The problem with this is that in spite of what I wanted to believe — that binge drinking was a triumphant fuck you to binary notions of femininity — alcohol affects women differently. In fact, the research shows that women can be more susceptible to booze’s adverse effects.

Ian Hamilton, a lecturer in mental health and addiction at the University of York writes that “anyone drinking several glasses of wine after work each day should seek support before they abstain completely from alcohol.”

But who, drinking a few glasses of wine a day, would think to get support to quit? Such quantities are so normalized in the UK that many of us like to believe they equate to moderate drinking. Unfortunately, the government daily guidelines attest to the fact that they are not.

It didn’t occur to me that I might need support until I failed to quit for the nth time. Friends struggled to understand where I was coming from. Many of those I had frequently drunk heavily with seemed amused at the idea that I needed support to quit, but I’d failed so many times I knew I needed help.

Luckily I had learned enough about the non-binary nature of addiction in the interim between my first Dry January and my sobriety date to understand what I was dealing with.

Dry January didn’t reset my relationship with alcohol in the way I expected — by reducing my tolerance — but it did begin my journey into understanding addiction, which, eventually, led to my sobriety.

[Work required] List every proper name that appears in the excerpt on drinking and sobriety, counting each name once. The data that comes next has no connection to the excerpt on drinking and sobriety.

[Dataset content]
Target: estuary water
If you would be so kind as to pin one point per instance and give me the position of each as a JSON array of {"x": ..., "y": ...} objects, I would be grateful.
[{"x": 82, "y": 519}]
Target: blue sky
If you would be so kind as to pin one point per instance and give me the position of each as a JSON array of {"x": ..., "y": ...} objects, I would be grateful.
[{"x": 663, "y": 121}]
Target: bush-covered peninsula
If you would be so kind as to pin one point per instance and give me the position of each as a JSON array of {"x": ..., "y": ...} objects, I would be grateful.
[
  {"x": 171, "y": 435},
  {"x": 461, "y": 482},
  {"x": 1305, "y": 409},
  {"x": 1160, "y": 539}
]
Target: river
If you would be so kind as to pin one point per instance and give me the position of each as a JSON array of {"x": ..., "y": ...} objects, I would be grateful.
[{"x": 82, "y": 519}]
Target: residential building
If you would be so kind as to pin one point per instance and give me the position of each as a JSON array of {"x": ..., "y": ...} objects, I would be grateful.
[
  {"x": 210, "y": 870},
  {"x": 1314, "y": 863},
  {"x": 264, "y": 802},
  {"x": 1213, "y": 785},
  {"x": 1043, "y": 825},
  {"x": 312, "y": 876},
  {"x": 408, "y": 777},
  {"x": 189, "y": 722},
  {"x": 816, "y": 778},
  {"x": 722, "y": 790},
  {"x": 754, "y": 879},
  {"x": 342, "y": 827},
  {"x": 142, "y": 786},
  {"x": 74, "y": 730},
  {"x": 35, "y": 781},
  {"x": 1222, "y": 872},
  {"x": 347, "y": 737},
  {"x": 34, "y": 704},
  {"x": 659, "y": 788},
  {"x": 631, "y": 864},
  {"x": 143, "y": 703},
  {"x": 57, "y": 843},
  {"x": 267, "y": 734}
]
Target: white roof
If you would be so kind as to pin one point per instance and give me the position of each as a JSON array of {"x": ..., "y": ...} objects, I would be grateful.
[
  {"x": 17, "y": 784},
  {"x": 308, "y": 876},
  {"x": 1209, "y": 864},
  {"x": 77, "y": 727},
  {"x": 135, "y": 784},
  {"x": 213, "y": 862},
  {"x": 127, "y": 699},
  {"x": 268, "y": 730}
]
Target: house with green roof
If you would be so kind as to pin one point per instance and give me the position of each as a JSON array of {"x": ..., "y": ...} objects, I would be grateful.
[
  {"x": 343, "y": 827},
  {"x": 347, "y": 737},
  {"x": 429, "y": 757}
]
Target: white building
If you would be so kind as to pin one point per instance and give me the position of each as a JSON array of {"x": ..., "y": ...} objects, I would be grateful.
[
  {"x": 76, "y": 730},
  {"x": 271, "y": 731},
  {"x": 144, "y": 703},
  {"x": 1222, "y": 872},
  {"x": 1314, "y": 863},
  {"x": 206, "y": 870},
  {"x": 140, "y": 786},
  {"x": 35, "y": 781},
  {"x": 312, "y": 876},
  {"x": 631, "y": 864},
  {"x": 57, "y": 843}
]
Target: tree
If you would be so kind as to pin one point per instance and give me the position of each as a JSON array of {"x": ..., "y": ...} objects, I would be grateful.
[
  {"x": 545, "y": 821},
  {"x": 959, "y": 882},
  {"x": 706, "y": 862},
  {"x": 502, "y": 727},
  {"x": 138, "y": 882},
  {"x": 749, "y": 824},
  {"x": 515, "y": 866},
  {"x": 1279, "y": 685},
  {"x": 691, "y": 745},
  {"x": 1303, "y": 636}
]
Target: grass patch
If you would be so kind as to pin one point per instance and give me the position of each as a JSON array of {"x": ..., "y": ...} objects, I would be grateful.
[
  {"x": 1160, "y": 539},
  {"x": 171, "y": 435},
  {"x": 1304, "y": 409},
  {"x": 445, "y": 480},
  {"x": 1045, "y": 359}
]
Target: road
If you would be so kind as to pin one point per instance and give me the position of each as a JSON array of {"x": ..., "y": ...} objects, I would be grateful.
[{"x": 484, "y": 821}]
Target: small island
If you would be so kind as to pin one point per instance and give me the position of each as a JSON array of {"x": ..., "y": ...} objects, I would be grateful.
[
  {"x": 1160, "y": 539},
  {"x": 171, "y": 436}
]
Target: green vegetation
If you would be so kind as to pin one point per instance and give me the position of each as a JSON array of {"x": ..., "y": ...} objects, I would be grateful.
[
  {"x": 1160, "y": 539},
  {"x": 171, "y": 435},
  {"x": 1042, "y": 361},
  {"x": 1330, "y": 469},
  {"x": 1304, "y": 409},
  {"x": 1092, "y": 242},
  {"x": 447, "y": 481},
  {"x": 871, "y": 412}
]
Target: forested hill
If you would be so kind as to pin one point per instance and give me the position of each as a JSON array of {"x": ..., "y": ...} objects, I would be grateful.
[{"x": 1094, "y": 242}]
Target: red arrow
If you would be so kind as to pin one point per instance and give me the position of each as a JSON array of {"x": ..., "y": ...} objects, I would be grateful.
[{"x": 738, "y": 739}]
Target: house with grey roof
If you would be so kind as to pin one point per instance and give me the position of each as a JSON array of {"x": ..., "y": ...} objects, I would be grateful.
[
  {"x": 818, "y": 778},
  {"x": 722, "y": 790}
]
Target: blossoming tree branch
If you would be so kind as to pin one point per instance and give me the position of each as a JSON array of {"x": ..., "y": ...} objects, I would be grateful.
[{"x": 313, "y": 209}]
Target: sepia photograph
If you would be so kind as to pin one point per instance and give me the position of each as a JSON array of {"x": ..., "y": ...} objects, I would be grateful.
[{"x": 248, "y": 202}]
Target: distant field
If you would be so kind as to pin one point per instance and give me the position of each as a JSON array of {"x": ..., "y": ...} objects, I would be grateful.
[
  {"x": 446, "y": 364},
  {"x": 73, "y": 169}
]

[Answer to the problem] Ian Hamilton, University of York, UK, Dry January